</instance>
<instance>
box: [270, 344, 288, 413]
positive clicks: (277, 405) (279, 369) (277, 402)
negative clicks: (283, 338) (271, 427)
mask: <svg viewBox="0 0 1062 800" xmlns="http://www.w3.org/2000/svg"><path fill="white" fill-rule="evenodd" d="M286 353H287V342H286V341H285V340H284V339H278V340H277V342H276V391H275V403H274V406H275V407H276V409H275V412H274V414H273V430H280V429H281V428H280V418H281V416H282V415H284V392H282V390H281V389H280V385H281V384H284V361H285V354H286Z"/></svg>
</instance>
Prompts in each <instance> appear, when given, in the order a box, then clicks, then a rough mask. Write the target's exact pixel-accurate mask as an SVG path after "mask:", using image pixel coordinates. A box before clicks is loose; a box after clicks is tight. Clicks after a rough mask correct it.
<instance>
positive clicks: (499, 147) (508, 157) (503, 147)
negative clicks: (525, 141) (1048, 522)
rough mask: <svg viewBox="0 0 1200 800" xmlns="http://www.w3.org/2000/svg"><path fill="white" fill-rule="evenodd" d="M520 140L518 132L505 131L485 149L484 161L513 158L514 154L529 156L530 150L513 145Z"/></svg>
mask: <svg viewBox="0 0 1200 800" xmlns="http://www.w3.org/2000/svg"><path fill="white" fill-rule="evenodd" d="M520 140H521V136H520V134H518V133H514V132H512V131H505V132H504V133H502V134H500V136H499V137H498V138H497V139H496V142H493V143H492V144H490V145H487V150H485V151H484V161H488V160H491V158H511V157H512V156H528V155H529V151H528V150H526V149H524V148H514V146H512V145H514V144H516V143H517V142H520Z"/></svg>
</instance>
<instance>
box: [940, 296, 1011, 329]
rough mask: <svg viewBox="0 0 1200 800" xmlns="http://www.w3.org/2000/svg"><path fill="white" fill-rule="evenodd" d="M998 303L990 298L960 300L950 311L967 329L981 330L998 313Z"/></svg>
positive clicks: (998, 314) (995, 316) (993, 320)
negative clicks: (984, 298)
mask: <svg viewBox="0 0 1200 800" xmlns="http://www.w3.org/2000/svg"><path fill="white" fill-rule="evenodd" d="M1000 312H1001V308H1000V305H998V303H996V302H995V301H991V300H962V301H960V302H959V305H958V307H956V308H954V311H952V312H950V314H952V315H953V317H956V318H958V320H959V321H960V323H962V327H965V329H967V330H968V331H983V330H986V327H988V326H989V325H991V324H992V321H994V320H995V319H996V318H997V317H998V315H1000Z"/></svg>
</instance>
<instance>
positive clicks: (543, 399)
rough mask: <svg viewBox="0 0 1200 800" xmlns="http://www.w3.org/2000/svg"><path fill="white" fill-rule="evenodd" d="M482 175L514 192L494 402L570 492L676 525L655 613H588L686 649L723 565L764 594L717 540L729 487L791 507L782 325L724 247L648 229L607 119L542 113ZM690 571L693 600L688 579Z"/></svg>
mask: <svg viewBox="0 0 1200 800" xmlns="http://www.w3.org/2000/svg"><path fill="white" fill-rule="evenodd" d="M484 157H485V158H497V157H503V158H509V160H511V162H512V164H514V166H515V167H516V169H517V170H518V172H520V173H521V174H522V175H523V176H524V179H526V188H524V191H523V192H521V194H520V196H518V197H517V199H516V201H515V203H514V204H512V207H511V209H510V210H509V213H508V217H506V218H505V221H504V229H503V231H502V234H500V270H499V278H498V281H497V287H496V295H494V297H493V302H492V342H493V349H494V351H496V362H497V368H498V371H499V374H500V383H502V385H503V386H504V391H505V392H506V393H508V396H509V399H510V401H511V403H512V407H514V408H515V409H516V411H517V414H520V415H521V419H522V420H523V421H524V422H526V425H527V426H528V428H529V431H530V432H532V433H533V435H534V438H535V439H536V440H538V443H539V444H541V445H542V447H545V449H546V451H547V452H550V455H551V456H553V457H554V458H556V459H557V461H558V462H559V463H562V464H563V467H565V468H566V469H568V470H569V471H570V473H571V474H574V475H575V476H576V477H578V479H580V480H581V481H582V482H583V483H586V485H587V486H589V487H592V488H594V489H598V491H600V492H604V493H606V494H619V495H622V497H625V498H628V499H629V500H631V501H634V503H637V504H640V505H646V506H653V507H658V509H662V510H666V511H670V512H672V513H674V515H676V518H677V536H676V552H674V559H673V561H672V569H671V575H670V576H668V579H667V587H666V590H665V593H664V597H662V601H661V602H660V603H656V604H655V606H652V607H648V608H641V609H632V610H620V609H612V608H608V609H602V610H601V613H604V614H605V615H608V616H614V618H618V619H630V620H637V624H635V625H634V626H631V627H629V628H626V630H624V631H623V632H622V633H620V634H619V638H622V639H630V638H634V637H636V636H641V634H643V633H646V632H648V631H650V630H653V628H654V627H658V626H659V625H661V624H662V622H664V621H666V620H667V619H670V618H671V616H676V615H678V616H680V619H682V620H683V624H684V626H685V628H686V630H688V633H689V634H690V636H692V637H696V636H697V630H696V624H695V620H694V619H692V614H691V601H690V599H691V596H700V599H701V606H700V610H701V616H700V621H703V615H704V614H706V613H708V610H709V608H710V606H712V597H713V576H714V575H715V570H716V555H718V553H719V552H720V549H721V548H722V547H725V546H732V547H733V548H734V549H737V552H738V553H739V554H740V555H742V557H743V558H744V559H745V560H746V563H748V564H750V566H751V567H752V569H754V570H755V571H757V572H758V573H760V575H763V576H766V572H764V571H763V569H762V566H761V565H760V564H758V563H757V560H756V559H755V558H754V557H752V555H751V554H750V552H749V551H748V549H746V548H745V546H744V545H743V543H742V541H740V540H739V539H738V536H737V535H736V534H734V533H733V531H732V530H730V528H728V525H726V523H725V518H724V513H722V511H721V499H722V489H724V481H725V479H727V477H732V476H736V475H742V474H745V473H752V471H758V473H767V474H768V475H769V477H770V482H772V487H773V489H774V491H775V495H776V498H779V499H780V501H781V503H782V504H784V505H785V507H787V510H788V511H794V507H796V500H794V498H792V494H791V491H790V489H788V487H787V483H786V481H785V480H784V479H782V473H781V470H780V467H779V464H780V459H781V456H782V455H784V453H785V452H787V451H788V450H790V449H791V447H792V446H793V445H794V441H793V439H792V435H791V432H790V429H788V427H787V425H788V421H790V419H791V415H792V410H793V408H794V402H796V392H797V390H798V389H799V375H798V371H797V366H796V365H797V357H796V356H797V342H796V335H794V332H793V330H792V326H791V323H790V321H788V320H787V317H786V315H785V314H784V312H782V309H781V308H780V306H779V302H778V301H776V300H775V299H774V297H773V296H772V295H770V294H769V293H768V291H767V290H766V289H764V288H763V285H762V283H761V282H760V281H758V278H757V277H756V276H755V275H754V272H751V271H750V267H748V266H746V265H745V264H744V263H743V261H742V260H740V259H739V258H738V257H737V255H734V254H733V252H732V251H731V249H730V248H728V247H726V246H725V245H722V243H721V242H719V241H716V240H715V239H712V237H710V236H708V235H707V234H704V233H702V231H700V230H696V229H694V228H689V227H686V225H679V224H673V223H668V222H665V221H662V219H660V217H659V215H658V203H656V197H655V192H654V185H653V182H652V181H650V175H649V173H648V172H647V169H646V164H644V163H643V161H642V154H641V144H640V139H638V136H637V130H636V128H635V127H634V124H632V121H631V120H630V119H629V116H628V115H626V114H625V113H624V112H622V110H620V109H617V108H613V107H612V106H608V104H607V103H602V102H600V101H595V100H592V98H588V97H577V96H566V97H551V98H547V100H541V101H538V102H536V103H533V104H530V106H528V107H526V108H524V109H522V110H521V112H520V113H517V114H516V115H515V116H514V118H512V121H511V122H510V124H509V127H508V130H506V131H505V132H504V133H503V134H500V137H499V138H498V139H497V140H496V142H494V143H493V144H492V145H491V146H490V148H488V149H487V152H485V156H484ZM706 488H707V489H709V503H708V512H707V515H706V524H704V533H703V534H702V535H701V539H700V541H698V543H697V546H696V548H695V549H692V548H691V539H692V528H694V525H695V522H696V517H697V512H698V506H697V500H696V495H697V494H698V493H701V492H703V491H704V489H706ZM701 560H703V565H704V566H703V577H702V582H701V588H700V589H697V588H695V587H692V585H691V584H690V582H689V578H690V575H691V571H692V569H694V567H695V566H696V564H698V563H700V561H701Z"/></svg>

○ ○ ○ ○ ○

**TASK PROMPT:**
All of the lines above that carry the string "positive" need to be found and copied.

**OUTPUT:**
positive clicks: (277, 405) (279, 369) (277, 402)
positive clicks: (499, 147) (508, 157) (503, 147)
positive clicks: (998, 314) (995, 316) (993, 320)
positive clicks: (543, 399)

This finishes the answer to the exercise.